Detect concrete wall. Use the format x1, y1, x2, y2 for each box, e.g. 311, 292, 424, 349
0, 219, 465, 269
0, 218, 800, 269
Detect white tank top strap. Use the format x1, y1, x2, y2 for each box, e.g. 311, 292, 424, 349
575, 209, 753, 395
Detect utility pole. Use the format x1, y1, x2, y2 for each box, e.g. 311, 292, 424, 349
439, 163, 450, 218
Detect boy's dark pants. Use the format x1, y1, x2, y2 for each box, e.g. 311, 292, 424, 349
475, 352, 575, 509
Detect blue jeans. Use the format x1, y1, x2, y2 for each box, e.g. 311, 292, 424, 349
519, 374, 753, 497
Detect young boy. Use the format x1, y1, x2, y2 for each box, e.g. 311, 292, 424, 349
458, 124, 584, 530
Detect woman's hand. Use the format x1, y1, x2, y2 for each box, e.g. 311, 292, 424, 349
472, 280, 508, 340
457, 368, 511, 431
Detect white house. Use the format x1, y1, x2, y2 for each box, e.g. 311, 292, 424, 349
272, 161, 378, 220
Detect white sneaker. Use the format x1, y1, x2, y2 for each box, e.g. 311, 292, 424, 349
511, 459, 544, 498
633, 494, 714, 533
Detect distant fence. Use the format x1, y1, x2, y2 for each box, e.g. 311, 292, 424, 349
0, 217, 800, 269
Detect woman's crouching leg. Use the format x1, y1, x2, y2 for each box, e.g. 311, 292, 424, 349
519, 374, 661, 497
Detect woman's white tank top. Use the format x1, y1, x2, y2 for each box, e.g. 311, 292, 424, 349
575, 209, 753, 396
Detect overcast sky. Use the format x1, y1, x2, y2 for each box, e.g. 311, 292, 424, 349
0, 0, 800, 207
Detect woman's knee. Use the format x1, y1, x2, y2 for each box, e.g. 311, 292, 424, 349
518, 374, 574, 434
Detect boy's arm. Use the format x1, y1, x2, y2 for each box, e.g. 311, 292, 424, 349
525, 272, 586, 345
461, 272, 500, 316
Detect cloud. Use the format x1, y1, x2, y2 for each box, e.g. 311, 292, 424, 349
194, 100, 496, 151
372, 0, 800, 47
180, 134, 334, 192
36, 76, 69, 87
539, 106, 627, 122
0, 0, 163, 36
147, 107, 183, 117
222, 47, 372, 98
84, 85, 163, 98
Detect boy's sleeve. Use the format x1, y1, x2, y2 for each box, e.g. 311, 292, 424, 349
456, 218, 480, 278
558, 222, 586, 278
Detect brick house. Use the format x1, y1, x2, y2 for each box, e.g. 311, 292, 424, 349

────────

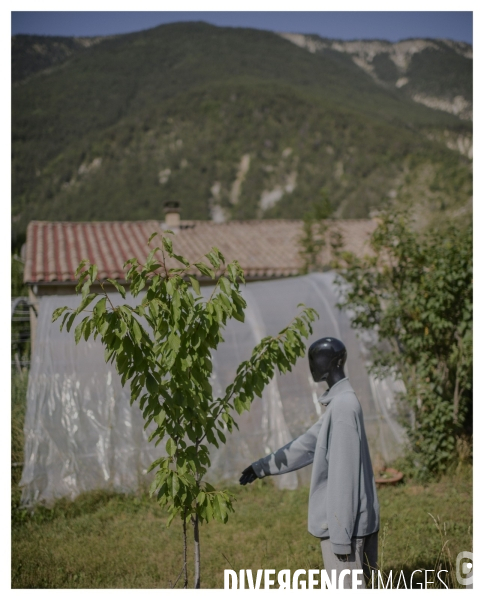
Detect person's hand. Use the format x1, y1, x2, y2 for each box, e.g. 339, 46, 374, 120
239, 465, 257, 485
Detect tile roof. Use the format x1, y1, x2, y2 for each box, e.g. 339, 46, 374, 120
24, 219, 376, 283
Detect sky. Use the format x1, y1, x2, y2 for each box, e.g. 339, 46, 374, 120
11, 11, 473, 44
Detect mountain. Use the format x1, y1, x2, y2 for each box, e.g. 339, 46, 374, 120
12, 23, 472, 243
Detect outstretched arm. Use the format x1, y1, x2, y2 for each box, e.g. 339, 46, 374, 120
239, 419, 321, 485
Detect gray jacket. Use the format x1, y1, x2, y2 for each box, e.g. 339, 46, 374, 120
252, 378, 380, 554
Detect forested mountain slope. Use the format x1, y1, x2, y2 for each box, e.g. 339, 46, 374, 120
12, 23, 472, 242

────────

Exercise prompt
Reproduce the records from the line with "Detect boy's sleeve." to the line with "558, 222, 586, 278", substituting "cuff" for "sleeve" and leaving everything else unchanged.

Solution
Detect boy's cuff. Use the format x1, y1, x2, y2 for each box, e.g. 311, 292, 424, 349
456, 218, 480, 278
558, 222, 586, 278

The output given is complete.